■ What this task involves
Please return every record exactly, with no pictures included.

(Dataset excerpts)
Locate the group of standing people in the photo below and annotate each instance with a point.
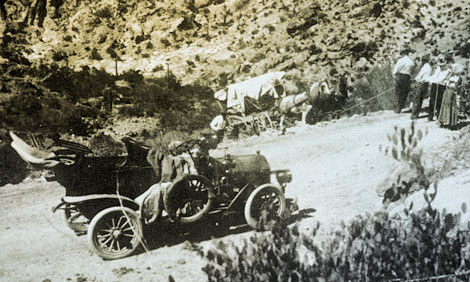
(440, 79)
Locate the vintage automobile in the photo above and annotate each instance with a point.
(102, 193)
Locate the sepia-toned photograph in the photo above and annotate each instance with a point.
(235, 140)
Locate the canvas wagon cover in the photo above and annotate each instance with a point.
(254, 88)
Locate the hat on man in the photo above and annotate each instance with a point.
(441, 60)
(457, 68)
(405, 50)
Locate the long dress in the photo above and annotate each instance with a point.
(448, 113)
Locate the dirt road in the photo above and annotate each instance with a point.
(336, 168)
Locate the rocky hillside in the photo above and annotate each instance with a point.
(215, 42)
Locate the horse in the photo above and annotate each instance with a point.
(303, 102)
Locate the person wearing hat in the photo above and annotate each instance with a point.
(402, 72)
(423, 78)
(438, 87)
(449, 109)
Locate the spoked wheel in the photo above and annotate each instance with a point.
(265, 207)
(189, 199)
(75, 219)
(115, 232)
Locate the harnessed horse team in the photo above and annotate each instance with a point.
(304, 102)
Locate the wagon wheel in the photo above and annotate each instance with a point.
(265, 207)
(75, 219)
(115, 232)
(244, 127)
(189, 199)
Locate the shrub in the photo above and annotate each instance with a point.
(404, 148)
(374, 247)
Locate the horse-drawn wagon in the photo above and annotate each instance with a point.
(109, 197)
(248, 104)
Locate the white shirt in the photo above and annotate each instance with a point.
(218, 123)
(404, 66)
(439, 76)
(424, 74)
(452, 81)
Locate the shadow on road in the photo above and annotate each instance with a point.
(166, 233)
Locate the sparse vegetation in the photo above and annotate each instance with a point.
(379, 247)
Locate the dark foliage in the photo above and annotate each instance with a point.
(375, 247)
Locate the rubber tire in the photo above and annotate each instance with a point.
(98, 222)
(253, 199)
(172, 194)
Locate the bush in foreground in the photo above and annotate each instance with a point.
(377, 247)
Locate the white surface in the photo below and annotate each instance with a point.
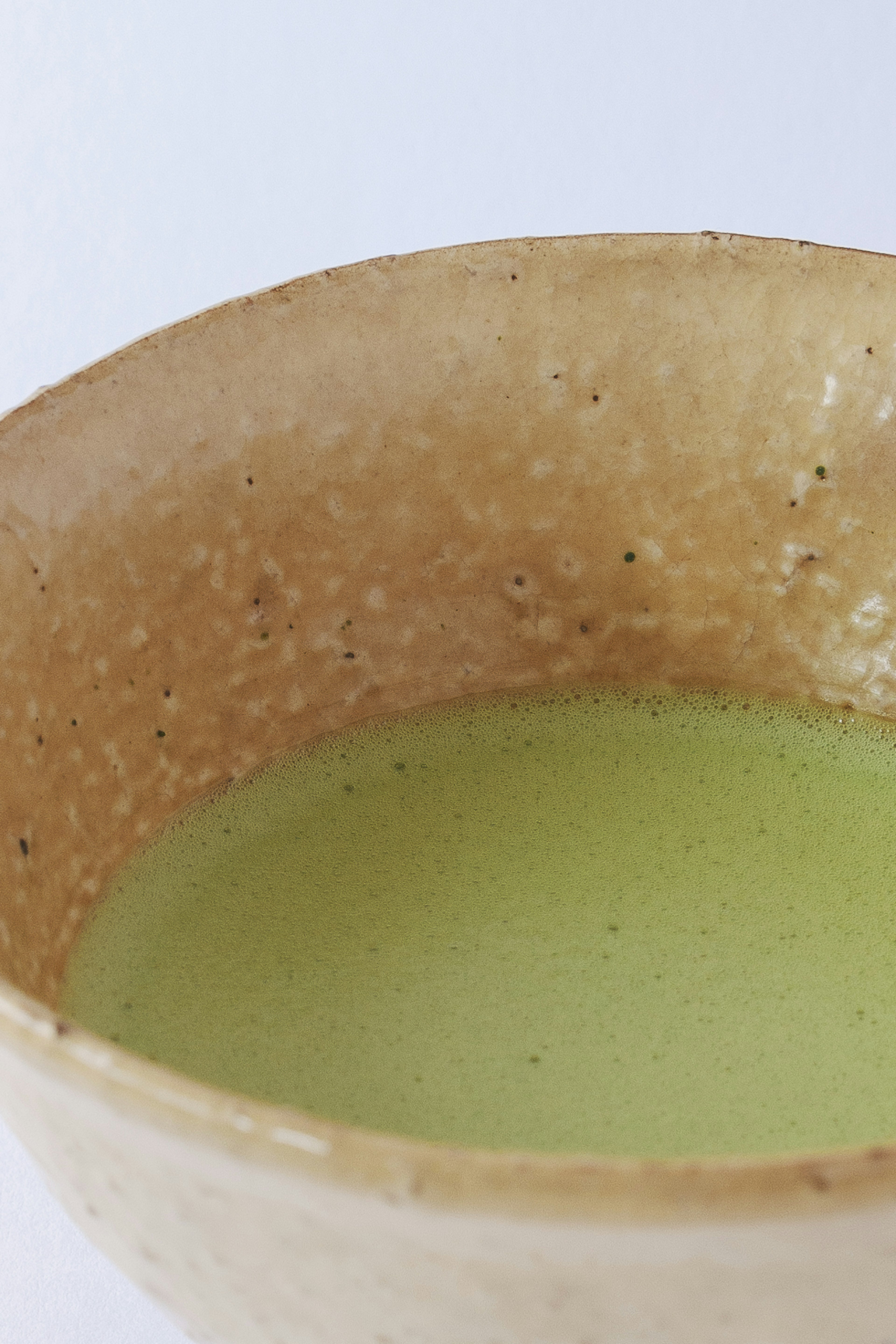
(160, 157)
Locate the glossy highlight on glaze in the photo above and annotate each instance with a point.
(624, 921)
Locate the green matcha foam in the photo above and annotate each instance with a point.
(614, 921)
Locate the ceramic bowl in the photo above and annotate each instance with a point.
(455, 450)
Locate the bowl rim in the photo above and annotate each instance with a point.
(520, 1185)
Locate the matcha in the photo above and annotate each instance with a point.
(600, 920)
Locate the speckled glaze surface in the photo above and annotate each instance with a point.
(455, 452)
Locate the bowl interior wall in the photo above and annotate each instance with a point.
(416, 479)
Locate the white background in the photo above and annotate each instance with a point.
(158, 157)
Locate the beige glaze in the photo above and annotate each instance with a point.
(453, 452)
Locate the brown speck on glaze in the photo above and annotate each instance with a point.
(436, 540)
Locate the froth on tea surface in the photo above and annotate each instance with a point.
(617, 921)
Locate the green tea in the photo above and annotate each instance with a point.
(610, 921)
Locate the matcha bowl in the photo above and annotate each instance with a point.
(455, 451)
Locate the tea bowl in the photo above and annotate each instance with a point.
(456, 451)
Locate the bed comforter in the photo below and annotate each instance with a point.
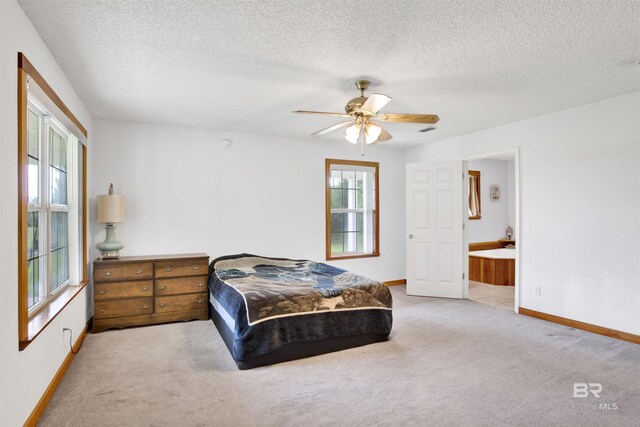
(270, 302)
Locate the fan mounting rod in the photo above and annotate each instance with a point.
(362, 85)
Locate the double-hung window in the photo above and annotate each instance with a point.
(352, 226)
(50, 153)
(52, 220)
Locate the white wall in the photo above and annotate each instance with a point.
(495, 214)
(511, 195)
(25, 375)
(264, 195)
(580, 207)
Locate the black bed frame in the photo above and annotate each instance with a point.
(291, 351)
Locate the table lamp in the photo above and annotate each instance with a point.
(110, 212)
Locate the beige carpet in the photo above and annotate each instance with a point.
(496, 296)
(449, 362)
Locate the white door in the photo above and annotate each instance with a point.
(436, 249)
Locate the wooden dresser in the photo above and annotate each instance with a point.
(134, 291)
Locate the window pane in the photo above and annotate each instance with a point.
(35, 281)
(33, 151)
(58, 186)
(33, 181)
(349, 179)
(58, 168)
(336, 198)
(59, 249)
(336, 222)
(360, 241)
(33, 134)
(58, 150)
(336, 242)
(54, 230)
(336, 179)
(353, 230)
(53, 269)
(33, 235)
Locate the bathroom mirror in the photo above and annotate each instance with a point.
(474, 195)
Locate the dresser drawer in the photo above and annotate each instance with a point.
(181, 285)
(141, 288)
(181, 302)
(123, 307)
(189, 267)
(141, 270)
(114, 272)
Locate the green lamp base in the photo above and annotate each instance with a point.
(110, 248)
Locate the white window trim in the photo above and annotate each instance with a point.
(44, 204)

■ Solution
Locate the group of standing people in the photo below and annotate each instance with a point.
(440, 79)
Locate the vintage automobile in the photo above and annotate each instance with a point.
(102, 193)
Locate the sepia-toned photograph in the photo above and annotate each instance with a point.
(235, 140)
Locate the canvas wagon cover in the photo above and annotate each instance with a point.
(254, 88)
Locate the hat on man in the photo above and annotate each instance with a point.
(441, 60)
(457, 68)
(405, 50)
Locate the long dress in the photo above and annotate each instance with a point.
(448, 113)
Locate the dirt road in the photo above and annotate each instance with a point.
(336, 168)
Locate the rocky hillside in the photo above and annotate each instance with a point.
(215, 42)
Locate the horse in the photo above and annotate each instance with a point.
(303, 102)
Locate the person wearing hat in the photo above and annotate each instance with a point.
(402, 72)
(423, 78)
(438, 87)
(449, 109)
Locate the spoked wheel in the photo above and annotate each instance with a point.
(265, 207)
(189, 199)
(75, 219)
(115, 232)
Locate the harnessed horse team in the photo above and annotate each instance with a point.
(304, 102)
Locate the wagon wheel in the photo above and annotate each instance with a point.
(265, 207)
(75, 219)
(115, 232)
(244, 127)
(189, 199)
Locate the shrub in the photo above and annotate each instance with a point.
(404, 148)
(374, 247)
Locate the horse-drawn wagon in the photo above and annotate each instance with a point.
(109, 197)
(248, 104)
Locate the white shirt in the photo above and annotate each instance with a point.
(218, 123)
(404, 66)
(439, 76)
(424, 74)
(452, 81)
Locate the shadow on road in the photo above and annotate each instance with a point.
(166, 233)
Locate the sparse vegetation in the photo above and annotate each instance with a point.
(379, 247)
Locate the dark foliage in the photo above and annotate each instance with a point.
(375, 247)
Locate the rubber tire in the photo above and annotate each instance with a point.
(98, 222)
(253, 199)
(172, 194)
Locate the bush in foreground in the photo above and annotate each instance with a point.
(377, 247)
Locate the white surface in the photo below and annotate each instance with a point.
(160, 157)
Locate the glossy highlight on glaze in the photo above and annotate each instance with a point.
(624, 921)
Locate the green matcha foam in the photo above and annotate each instance with a point.
(614, 921)
Locate the ceramic bowl in the photo above and annotate each instance with a point.
(455, 450)
Locate the bowl rim in the photo above and annotate each instance with a point.
(520, 1185)
Locate the matcha in the photo above and annotate each instance with a point.
(600, 920)
Locate the speckled glaze surface in the photo above and annotate each instance with a point.
(455, 452)
Locate the bowl interior wall in the photo above and annotate each instance with a point.
(416, 479)
Locate the white background in the photo above and annotate each instance with a point.
(158, 157)
Locate the beige glaze in the photo above and annotate each instance with a point.
(453, 452)
Locate the brown speck on glaze in the photo above and annotate each instance with a point.
(436, 540)
Locate the froth on tea surface in the photo above and annotate each instance with a point.
(617, 921)
Locate the green tea in the photo above and annotate each instance with a point.
(610, 921)
Locate the matcha bowl in the photo above and annotate each instance with a point.
(455, 451)
Locate the tea bowl in the photo above and annotate each instance with a point.
(456, 451)
Locate the bed comforter in the photo below and annotate each instance with a point.
(270, 302)
Locate the fan mounting rod in the photo above and annotate each instance with a point.
(362, 85)
Locate the double-hung window in the photo above and annotate each instance with a point.
(352, 226)
(50, 153)
(52, 220)
Locate the white wall in the photo above and annotate each instance with a point.
(495, 214)
(511, 195)
(25, 375)
(264, 195)
(580, 207)
Locate the black bed frame in the photo above and annotate each instance with a point.
(291, 351)
Locate the table lamp in the photo above and annotate each instance with a point.
(110, 212)
Locate the beige carpet in the photo above and annotate each instance with a point.
(496, 296)
(449, 362)
Locate the white door in the photo above and annotate each instance with a point.
(436, 249)
Locate the wooden dresser in the photo above and annotate each instance with a point.
(134, 291)
Locate the window pane in the photo above and annotate each instance with a point.
(35, 281)
(33, 151)
(58, 186)
(33, 181)
(349, 179)
(58, 168)
(336, 198)
(59, 249)
(336, 222)
(360, 241)
(33, 134)
(58, 150)
(336, 242)
(54, 230)
(336, 179)
(353, 230)
(53, 269)
(33, 235)
Locate the bathroom mirror in the photo above and annotate each instance with a point.
(474, 195)
Locate the dresser drawer in the photo above and annotate each instance with a point.
(181, 285)
(141, 288)
(181, 302)
(123, 307)
(189, 267)
(141, 270)
(114, 272)
Locate the green lamp base in the photo above and annotate each instance with a point.
(110, 248)
Locate the white window trim in the photo above and annotate each instance with a point.
(44, 204)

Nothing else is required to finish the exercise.